- WHAT YOU WILL DO
Answer these questions from the sequence-data text below, putting each answer on its own line and marking the answers (a), (b), (c) like the questions.
(a) In what year was the Sequence Read Archive established?
(b) To what size had the SRA grown by 2022?
(c) About what share of the SRA database consists of RNA-seq data?

- SUPPLIED TEXT

• • • •

A variety of biological problems necessitate analyses of genetic sequence data in both basic and applied research. Until recently, there were two primary sources of low-throughput sequence data: newly generated sequences in a laboratory and sequences deposited in public databases, such as GenBank. In the past 20 years, a qualitative transition has taken place, driven by a technological shift in the kind and amount of data generated. The Sequence Read Archive (SRA) for high-throughput, massively parallel, sequencing data at the National Center for Biotechnology Information (NCBI) was established in 2009 (Kodama, Shumway & Leinonen, 2012). The size of the SRA, administered by the National Center for Biotechnology Information (NCBI), has since snowballed. It has approximately doubled (to 20 petabytes) just in the last three years, between 2019 and 2022 (Katz et al., 2022). In the meantime, the relative value of single-gene submissions to GenBank’s non-redundant (nr) database has declined, despite its continued growth, as reliance on the inexpensive and large datasets produced by the new sequencing tools takes hold in many areas of biology.

Currently, about one-third of the SRA database is comprised of RNA-seq data, representing a wide range of taxa and genes appropriate for a variety of analyses at the intersection of genomics and evolution, such as those broadly referred to as “phylogenomics” and “metagenomics” (Eisen, Kaiser & Myers, 1997; Handelsman et al., 1998). While such data is free and publicly available, it is not necessarily easily accessible. For example, on NCBI’s website, only a subset of all SRA datasets can be queried with a sequence-search-tool BLAST, and assemblies are not required to be uploaded along with raw reads. Because of these and other hurdles, the weight of rapidly changing and tedious tasks required to process raw read data often falls on individual researchers. In our experience, many groups are not equipped to take on the significant required diversion to the research program to both enable the use of new tools for sequence analysis and their constant updating. Therefore, the complexity of analyses and lack of integrated tools to conduct them comprise key impediments in the implementation of phylogenomic methods (Lozano-Fernandez, 2022; Wafula et al., 2023)

• • • •

- SOURCE MATERIAL
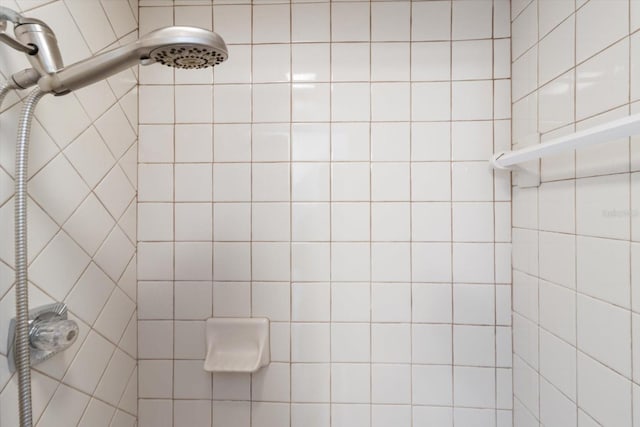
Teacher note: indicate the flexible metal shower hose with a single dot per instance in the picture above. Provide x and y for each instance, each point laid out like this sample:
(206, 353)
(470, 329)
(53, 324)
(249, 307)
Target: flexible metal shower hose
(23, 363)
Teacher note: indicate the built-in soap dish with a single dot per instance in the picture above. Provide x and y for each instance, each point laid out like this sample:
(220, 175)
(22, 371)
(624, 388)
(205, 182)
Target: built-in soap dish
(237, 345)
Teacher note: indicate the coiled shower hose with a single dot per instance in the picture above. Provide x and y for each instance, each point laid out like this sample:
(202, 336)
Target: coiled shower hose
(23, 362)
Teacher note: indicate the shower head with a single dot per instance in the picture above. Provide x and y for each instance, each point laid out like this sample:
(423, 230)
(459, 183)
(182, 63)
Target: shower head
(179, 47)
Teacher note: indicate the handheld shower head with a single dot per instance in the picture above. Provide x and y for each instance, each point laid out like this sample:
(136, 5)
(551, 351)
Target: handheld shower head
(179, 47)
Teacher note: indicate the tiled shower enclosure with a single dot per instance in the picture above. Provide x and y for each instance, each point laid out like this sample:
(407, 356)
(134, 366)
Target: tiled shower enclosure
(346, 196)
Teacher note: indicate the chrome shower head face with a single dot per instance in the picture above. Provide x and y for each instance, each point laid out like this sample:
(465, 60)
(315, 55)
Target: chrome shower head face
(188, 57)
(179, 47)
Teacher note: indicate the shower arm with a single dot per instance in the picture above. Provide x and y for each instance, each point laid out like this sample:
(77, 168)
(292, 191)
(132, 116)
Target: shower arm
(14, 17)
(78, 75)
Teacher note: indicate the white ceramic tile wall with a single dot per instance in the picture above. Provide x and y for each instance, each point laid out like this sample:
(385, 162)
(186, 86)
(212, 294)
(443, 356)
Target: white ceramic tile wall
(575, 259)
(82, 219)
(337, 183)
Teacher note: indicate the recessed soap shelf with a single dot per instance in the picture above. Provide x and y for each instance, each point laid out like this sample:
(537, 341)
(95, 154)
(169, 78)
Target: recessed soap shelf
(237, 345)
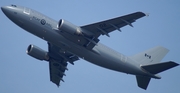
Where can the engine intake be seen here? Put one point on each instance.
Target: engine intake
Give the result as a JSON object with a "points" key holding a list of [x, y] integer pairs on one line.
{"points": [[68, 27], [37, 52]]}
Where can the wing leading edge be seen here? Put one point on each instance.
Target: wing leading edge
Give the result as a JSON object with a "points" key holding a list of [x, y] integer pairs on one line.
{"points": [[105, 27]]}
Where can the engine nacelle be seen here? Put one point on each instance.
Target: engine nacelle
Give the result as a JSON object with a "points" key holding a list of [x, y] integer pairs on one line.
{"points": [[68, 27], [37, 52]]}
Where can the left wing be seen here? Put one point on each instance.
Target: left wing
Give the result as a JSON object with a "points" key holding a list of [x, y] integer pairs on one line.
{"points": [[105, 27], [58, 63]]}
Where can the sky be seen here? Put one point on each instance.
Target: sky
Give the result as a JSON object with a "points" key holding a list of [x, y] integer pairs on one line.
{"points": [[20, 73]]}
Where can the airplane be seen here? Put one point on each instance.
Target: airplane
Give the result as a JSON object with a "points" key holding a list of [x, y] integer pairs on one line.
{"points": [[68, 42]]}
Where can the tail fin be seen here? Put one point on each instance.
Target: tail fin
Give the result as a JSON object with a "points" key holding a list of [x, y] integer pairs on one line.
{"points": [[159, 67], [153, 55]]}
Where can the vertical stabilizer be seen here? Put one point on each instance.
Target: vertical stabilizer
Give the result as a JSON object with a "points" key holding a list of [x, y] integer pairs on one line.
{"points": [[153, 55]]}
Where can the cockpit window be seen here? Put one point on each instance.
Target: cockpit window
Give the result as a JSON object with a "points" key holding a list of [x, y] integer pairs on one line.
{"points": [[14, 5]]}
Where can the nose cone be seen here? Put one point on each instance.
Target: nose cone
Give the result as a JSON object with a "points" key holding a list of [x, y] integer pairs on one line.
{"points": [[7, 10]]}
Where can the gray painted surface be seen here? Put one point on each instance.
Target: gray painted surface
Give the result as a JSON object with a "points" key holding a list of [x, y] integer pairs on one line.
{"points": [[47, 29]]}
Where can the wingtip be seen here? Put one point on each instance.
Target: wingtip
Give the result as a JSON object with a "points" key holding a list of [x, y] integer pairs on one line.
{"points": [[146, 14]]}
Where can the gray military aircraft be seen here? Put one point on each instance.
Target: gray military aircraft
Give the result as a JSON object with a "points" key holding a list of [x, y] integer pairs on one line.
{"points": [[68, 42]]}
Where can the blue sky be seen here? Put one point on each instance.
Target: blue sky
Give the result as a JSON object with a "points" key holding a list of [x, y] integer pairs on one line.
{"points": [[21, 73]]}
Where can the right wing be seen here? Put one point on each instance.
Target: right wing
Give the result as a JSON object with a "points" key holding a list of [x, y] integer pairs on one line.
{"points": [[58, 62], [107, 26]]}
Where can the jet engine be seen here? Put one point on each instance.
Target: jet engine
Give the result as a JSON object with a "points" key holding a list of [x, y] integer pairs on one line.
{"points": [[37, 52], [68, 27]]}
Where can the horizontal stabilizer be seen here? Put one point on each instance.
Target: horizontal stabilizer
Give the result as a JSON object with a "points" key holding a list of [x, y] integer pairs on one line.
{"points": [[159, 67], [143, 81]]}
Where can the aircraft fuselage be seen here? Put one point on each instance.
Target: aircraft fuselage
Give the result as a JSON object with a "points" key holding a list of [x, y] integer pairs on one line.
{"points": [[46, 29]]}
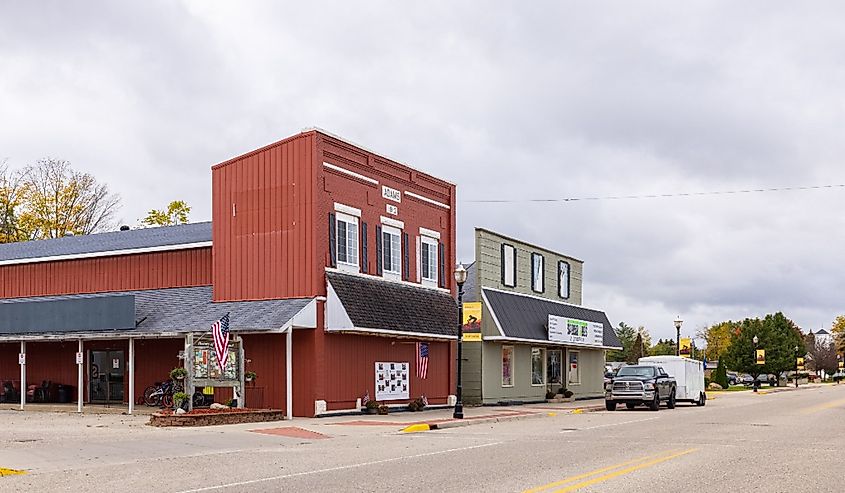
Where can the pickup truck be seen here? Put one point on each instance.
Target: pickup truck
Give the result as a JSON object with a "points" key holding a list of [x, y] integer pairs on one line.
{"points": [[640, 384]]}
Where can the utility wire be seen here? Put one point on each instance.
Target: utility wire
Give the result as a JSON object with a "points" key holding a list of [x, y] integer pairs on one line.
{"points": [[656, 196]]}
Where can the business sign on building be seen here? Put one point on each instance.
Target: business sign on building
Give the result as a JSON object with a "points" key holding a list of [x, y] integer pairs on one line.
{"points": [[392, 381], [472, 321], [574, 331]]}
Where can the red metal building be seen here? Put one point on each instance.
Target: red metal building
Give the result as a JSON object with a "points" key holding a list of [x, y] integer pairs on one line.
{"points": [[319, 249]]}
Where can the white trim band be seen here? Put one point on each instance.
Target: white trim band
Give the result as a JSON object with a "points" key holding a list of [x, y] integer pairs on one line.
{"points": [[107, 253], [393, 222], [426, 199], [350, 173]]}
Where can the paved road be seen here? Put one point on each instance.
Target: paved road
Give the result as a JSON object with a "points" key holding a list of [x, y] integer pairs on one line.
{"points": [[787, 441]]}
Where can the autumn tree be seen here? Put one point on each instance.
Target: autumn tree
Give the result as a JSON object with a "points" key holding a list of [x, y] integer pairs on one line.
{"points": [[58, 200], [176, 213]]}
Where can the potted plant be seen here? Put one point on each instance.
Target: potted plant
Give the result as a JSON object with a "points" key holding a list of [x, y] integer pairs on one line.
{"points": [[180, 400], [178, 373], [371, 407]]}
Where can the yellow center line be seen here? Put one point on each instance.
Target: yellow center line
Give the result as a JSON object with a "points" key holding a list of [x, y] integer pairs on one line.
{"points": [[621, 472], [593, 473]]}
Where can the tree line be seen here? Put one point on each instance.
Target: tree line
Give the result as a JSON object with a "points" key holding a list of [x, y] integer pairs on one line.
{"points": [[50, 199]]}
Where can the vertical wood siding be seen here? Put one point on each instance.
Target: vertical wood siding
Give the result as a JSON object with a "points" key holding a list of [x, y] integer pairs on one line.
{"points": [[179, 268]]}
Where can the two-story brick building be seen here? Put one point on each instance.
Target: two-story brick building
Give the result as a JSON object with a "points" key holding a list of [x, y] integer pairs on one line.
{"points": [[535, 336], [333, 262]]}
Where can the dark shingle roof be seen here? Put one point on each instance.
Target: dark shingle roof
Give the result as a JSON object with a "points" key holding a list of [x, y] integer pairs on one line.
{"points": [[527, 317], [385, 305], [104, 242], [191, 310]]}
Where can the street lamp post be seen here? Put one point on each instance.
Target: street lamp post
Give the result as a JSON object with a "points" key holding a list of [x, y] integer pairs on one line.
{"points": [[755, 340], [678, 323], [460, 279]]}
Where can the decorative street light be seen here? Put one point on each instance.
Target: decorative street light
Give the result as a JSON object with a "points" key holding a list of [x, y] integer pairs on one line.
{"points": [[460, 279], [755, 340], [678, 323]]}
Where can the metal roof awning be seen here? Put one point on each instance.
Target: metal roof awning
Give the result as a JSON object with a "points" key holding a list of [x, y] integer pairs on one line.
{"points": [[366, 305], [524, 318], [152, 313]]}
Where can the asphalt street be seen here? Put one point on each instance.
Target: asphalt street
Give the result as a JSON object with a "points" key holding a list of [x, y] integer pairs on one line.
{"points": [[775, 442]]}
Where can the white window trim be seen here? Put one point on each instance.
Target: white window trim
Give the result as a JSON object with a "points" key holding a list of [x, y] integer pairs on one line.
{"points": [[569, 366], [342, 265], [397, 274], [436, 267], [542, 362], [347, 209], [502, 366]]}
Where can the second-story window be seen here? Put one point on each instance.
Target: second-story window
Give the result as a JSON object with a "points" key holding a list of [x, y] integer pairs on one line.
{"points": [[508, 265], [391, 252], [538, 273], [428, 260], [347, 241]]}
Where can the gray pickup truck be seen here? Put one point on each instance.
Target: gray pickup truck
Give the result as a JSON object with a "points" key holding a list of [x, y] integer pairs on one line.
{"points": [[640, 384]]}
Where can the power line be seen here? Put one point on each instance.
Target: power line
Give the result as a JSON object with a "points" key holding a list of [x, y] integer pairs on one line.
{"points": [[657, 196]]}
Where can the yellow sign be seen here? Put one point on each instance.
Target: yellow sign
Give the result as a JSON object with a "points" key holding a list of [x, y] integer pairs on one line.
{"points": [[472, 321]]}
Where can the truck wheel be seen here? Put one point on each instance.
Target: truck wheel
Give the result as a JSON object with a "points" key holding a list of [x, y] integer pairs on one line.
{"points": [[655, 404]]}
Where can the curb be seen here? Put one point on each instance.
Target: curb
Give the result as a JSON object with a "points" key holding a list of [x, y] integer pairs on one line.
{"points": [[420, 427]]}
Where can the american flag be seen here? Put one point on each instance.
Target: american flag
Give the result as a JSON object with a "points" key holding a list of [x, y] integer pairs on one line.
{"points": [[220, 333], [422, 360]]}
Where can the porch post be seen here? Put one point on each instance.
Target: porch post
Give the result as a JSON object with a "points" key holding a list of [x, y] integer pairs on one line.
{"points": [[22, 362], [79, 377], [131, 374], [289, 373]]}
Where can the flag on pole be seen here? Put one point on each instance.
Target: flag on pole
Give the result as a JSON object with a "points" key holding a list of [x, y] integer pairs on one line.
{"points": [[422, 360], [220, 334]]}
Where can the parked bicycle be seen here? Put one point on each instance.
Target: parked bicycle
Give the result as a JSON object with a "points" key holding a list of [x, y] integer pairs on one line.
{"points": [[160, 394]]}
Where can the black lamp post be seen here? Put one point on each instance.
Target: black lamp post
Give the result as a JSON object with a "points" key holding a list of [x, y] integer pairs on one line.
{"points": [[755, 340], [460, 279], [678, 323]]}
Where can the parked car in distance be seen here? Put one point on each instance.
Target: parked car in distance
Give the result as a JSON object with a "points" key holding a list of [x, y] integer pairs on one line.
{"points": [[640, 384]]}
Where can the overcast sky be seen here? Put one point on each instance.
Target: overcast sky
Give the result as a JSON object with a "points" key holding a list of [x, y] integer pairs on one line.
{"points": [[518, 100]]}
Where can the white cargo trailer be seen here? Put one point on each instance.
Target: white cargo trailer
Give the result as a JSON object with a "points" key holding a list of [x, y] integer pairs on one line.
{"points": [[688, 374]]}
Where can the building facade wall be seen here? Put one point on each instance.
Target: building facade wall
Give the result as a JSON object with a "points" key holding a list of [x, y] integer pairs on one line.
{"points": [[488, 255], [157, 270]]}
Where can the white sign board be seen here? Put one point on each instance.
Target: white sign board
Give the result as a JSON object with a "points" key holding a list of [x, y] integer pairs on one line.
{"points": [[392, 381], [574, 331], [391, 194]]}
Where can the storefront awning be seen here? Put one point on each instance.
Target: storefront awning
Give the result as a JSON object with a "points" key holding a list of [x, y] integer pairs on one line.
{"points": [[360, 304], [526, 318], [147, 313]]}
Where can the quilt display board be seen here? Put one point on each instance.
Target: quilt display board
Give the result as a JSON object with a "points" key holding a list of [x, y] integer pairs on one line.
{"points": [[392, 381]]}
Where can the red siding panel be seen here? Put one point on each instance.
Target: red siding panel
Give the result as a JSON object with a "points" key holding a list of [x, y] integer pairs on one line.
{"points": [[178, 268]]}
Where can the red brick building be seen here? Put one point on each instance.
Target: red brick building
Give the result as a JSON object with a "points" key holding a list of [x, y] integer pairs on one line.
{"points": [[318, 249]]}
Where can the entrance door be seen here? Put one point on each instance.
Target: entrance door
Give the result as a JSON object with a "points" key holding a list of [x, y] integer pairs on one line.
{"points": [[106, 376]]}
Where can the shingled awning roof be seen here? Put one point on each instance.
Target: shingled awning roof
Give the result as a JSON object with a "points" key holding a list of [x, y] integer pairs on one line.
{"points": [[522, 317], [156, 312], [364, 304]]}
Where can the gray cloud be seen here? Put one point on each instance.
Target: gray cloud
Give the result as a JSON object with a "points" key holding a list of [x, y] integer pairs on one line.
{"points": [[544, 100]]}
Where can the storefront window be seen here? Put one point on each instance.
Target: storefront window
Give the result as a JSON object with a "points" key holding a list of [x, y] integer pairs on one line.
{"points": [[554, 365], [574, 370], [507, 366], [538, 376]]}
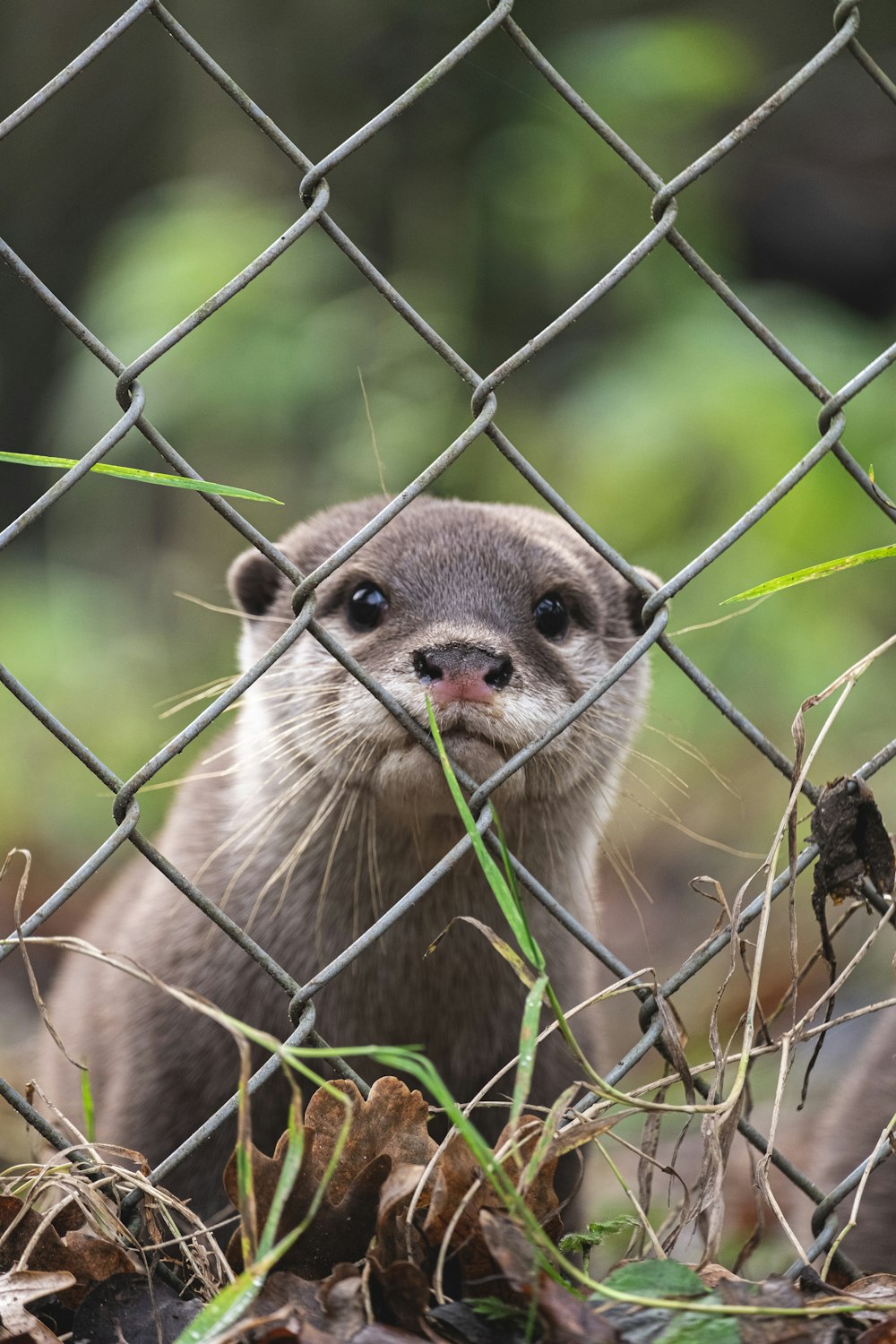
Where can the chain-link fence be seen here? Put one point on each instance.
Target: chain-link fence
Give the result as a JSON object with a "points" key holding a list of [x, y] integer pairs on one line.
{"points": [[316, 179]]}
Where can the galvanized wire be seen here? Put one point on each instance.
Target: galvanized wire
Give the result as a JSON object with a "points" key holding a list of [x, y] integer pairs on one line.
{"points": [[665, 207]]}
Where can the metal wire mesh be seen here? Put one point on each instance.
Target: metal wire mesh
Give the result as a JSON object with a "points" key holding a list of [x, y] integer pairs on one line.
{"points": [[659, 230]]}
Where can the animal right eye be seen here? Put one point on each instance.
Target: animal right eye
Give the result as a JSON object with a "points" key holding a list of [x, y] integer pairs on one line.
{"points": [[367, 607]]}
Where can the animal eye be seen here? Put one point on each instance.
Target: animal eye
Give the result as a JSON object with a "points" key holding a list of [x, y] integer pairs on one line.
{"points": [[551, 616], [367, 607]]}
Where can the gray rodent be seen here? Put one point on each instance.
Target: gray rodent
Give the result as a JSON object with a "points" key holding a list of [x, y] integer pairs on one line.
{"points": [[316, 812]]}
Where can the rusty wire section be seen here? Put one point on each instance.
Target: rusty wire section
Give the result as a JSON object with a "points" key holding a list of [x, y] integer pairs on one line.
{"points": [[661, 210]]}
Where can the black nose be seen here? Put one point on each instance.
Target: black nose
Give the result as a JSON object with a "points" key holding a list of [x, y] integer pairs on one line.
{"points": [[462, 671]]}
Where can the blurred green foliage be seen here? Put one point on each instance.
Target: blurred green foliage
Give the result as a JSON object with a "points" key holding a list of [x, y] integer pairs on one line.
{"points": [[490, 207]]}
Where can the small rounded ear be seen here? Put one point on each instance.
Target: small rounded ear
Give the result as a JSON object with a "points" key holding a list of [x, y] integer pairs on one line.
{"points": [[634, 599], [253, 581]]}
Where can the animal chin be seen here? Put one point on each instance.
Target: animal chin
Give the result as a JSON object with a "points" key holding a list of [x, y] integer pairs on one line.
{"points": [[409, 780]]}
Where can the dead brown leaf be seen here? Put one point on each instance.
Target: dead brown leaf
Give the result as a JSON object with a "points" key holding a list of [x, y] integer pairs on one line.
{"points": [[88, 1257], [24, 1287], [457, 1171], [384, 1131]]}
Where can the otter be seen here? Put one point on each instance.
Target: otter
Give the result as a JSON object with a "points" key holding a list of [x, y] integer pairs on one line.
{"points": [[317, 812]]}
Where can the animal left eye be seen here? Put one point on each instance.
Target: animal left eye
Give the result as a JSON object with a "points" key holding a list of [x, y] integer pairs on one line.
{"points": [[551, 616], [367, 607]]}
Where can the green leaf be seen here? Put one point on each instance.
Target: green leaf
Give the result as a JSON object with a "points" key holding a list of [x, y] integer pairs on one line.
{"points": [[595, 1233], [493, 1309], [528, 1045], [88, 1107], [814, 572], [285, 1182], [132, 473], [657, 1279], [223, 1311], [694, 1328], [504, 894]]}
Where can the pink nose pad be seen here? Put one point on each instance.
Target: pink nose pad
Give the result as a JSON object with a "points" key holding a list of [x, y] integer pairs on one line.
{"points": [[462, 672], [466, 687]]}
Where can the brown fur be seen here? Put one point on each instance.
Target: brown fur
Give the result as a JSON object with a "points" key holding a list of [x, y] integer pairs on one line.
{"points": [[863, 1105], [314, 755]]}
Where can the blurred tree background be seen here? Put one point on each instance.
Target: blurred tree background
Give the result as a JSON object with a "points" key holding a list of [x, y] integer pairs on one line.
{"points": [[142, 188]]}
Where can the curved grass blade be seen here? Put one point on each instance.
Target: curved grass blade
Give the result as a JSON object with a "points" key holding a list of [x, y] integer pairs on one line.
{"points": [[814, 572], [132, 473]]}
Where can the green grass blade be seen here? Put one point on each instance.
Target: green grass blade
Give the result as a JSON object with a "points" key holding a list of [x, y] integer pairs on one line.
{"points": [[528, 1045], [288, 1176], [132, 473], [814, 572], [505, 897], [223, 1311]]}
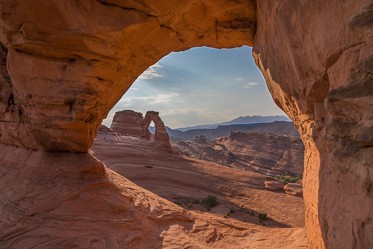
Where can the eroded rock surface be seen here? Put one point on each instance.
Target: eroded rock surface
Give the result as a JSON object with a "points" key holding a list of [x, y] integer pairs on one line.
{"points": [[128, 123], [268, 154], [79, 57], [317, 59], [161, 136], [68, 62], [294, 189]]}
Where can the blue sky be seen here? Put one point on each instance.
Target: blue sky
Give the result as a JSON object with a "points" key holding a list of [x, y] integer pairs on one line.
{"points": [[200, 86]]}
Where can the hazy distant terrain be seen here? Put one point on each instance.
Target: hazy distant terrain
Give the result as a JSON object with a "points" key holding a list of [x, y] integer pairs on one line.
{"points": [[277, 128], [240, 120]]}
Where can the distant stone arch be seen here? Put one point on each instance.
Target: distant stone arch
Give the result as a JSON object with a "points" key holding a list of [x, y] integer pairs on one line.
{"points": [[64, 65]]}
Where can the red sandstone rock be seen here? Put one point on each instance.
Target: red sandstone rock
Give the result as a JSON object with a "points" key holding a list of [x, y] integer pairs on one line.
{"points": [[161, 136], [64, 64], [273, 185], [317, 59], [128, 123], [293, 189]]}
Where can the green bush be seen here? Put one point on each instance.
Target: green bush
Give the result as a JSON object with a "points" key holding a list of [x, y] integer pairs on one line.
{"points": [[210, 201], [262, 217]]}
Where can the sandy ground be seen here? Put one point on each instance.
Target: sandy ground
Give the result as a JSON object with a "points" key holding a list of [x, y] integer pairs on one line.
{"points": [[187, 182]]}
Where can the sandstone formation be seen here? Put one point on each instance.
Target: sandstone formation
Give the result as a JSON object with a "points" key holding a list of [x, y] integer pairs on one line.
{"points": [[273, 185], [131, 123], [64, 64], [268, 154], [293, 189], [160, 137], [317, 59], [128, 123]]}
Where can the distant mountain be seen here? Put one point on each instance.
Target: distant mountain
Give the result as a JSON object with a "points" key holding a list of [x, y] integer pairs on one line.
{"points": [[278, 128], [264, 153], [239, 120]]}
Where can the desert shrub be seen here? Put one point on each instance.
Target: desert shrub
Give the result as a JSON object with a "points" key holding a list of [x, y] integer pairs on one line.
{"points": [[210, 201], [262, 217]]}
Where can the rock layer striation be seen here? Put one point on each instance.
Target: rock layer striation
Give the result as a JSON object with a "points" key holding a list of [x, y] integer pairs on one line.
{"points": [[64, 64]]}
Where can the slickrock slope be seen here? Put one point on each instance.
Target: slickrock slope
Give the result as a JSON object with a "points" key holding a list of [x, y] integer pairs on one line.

• • • •

- SOLUTION FOR THIS PROBLEM
(a) 2009
(b) About 20 petabytes
(c) About one-third